=== STATED EXERCISE ===
Below is a block of records; reproduce all of them exactly and leave out any pictures.

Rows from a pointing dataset
○ ○ ○ ○ ○
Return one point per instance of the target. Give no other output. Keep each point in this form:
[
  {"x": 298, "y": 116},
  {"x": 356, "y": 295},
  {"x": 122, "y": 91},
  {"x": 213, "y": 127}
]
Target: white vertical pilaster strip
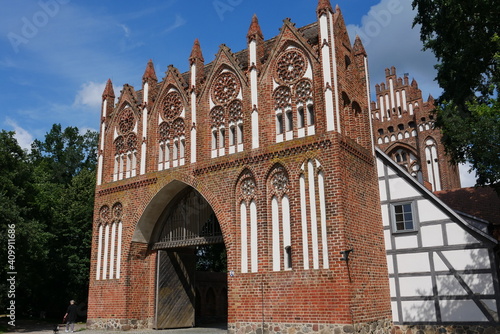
[
  {"x": 327, "y": 76},
  {"x": 100, "y": 160},
  {"x": 244, "y": 237},
  {"x": 368, "y": 98},
  {"x": 99, "y": 170},
  {"x": 105, "y": 257},
  {"x": 322, "y": 210},
  {"x": 112, "y": 252},
  {"x": 145, "y": 136},
  {"x": 381, "y": 107},
  {"x": 193, "y": 114},
  {"x": 398, "y": 100},
  {"x": 287, "y": 234},
  {"x": 435, "y": 165},
  {"x": 119, "y": 250},
  {"x": 254, "y": 238},
  {"x": 303, "y": 218},
  {"x": 391, "y": 93},
  {"x": 254, "y": 96},
  {"x": 312, "y": 210},
  {"x": 276, "y": 234},
  {"x": 403, "y": 93},
  {"x": 99, "y": 254},
  {"x": 387, "y": 106},
  {"x": 335, "y": 76},
  {"x": 430, "y": 173}
]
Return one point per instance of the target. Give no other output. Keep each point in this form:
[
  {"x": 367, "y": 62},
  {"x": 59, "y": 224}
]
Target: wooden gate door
[{"x": 175, "y": 295}]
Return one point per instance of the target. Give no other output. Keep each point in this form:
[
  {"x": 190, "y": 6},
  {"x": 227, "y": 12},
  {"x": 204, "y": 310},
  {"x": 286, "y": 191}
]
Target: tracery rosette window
[
  {"x": 125, "y": 143},
  {"x": 293, "y": 96},
  {"x": 226, "y": 115},
  {"x": 171, "y": 131},
  {"x": 248, "y": 223},
  {"x": 109, "y": 242},
  {"x": 278, "y": 185}
]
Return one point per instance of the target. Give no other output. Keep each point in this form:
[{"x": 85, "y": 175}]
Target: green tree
[
  {"x": 464, "y": 37},
  {"x": 31, "y": 240},
  {"x": 64, "y": 179}
]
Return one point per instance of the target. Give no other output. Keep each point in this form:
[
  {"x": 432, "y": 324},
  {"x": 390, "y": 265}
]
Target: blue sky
[{"x": 56, "y": 55}]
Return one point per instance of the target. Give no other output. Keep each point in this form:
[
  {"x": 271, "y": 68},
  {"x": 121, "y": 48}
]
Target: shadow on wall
[{"x": 462, "y": 290}]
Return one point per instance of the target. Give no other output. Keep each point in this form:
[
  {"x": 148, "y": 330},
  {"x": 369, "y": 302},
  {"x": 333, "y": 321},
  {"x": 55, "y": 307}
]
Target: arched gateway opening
[{"x": 191, "y": 281}]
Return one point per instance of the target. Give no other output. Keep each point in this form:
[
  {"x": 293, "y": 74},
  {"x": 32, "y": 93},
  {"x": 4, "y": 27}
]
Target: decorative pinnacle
[
  {"x": 323, "y": 6},
  {"x": 149, "y": 73},
  {"x": 196, "y": 52},
  {"x": 254, "y": 29},
  {"x": 108, "y": 90}
]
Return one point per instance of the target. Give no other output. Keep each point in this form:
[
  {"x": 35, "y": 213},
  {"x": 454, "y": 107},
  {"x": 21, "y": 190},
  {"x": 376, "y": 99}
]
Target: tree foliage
[
  {"x": 464, "y": 37},
  {"x": 49, "y": 196}
]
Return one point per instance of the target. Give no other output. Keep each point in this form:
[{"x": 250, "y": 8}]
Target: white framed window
[{"x": 403, "y": 217}]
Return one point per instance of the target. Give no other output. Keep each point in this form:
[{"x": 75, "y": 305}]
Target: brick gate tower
[
  {"x": 266, "y": 152},
  {"x": 403, "y": 125}
]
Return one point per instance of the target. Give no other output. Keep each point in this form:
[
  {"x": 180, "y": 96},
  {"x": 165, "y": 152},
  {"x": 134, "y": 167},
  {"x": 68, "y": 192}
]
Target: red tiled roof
○ ○ ○ ○ ○
=== FINISHED ANSWER ===
Return one point per instance of the target. Give no other output. Keep each point in this form:
[
  {"x": 298, "y": 116},
  {"x": 356, "y": 295},
  {"x": 122, "y": 91},
  {"x": 213, "y": 127}
]
Target: white vertical pilaster strip
[
  {"x": 327, "y": 76},
  {"x": 100, "y": 160},
  {"x": 244, "y": 237},
  {"x": 368, "y": 98},
  {"x": 99, "y": 170},
  {"x": 105, "y": 257},
  {"x": 322, "y": 210},
  {"x": 112, "y": 252},
  {"x": 145, "y": 136},
  {"x": 381, "y": 107},
  {"x": 193, "y": 114},
  {"x": 398, "y": 100},
  {"x": 287, "y": 234},
  {"x": 435, "y": 165},
  {"x": 119, "y": 250},
  {"x": 254, "y": 238},
  {"x": 303, "y": 218},
  {"x": 391, "y": 93},
  {"x": 254, "y": 96},
  {"x": 312, "y": 210},
  {"x": 276, "y": 234},
  {"x": 403, "y": 93},
  {"x": 99, "y": 254},
  {"x": 387, "y": 106},
  {"x": 335, "y": 76},
  {"x": 430, "y": 173}
]
Return one point per instance of the target. Give no other output. Keep each point in this form:
[
  {"x": 367, "y": 62},
  {"x": 59, "y": 224}
]
Target: wooden gate door
[{"x": 175, "y": 295}]
Return one point per instance of the target. Give no other output. Keep each point in this form:
[
  {"x": 190, "y": 6},
  {"x": 227, "y": 12},
  {"x": 204, "y": 310},
  {"x": 286, "y": 191}
]
Target: tracery rosette window
[
  {"x": 125, "y": 143},
  {"x": 293, "y": 96},
  {"x": 226, "y": 115},
  {"x": 171, "y": 131},
  {"x": 248, "y": 223},
  {"x": 109, "y": 242},
  {"x": 278, "y": 185}
]
Return one point per instance of the target. Give no other output. Keep each point in this form:
[{"x": 85, "y": 175}]
Target: green tree
[
  {"x": 464, "y": 37},
  {"x": 31, "y": 240},
  {"x": 64, "y": 179}
]
Return one point per instance of the target. Give no other output. Keep each point in this form:
[
  {"x": 432, "y": 324},
  {"x": 390, "y": 265}
]
Target: blue sky
[{"x": 56, "y": 55}]
Return one point per instance of the target. Give no other output. Keep each point in this form:
[
  {"x": 271, "y": 68},
  {"x": 121, "y": 48}
]
Target: shadow on wall
[{"x": 462, "y": 290}]
Return one point per instance of the target. Give no other output. Keep each point in this form:
[
  {"x": 148, "y": 330},
  {"x": 369, "y": 302},
  {"x": 333, "y": 321},
  {"x": 55, "y": 307}
]
Target: arched gateway opening
[{"x": 191, "y": 281}]
Return one point per instance of the target. Give no other output. Keep each point in this form:
[
  {"x": 293, "y": 74},
  {"x": 32, "y": 93},
  {"x": 4, "y": 27}
]
Target: decorative pinnacle
[
  {"x": 323, "y": 6},
  {"x": 149, "y": 73},
  {"x": 196, "y": 52},
  {"x": 254, "y": 29},
  {"x": 108, "y": 90}
]
Return one point per instance of the target. Give no other output. Keep each point in this form:
[
  {"x": 35, "y": 213},
  {"x": 454, "y": 107},
  {"x": 21, "y": 190},
  {"x": 376, "y": 99}
]
Target: tree foliage
[
  {"x": 464, "y": 37},
  {"x": 49, "y": 196}
]
Return one point per instance of the target. Give no other output. Keep each point in this form:
[{"x": 250, "y": 8}]
Target: white framed window
[{"x": 403, "y": 217}]
Return one point per instance of the target. Give no other output. Keep each point in this form:
[{"x": 75, "y": 305}]
Target: brick gate tower
[
  {"x": 266, "y": 152},
  {"x": 403, "y": 125}
]
Return one point per instance of the target. Give no other output. Keep each point in this form:
[
  {"x": 180, "y": 96},
  {"x": 165, "y": 152},
  {"x": 134, "y": 167},
  {"x": 68, "y": 192}
]
Target: red tiled roof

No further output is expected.